▸ Task inputs
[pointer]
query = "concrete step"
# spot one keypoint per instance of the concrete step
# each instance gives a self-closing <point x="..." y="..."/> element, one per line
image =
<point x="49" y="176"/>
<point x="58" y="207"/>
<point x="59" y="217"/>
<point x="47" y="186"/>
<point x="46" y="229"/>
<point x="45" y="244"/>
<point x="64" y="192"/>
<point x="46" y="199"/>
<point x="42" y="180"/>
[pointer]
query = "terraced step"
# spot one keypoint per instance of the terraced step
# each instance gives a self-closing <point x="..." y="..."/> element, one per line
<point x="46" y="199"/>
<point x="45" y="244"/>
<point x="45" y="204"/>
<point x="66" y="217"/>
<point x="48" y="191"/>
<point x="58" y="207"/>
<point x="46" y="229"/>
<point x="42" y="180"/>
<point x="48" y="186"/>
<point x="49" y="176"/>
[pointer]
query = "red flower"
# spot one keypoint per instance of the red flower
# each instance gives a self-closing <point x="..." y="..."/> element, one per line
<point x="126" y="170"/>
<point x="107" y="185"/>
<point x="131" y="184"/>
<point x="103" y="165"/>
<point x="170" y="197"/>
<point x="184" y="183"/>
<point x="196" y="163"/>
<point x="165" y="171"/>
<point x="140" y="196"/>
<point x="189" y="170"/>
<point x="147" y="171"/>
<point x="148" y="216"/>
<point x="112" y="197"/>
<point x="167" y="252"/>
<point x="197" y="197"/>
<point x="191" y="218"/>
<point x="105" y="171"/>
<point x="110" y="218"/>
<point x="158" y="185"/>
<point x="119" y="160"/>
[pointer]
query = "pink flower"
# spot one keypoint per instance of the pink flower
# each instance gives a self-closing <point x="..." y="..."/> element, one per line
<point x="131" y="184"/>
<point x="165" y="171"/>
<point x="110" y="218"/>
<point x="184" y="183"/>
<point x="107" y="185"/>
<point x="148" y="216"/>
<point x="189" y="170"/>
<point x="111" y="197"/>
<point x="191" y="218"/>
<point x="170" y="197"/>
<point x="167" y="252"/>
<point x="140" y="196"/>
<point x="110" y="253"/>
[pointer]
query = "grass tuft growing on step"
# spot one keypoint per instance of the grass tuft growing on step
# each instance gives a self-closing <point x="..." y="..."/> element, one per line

▸ Set exercise
Please count the lines of the listing above that contain the string "pink", and reply with that number alone.

▸ Reply
2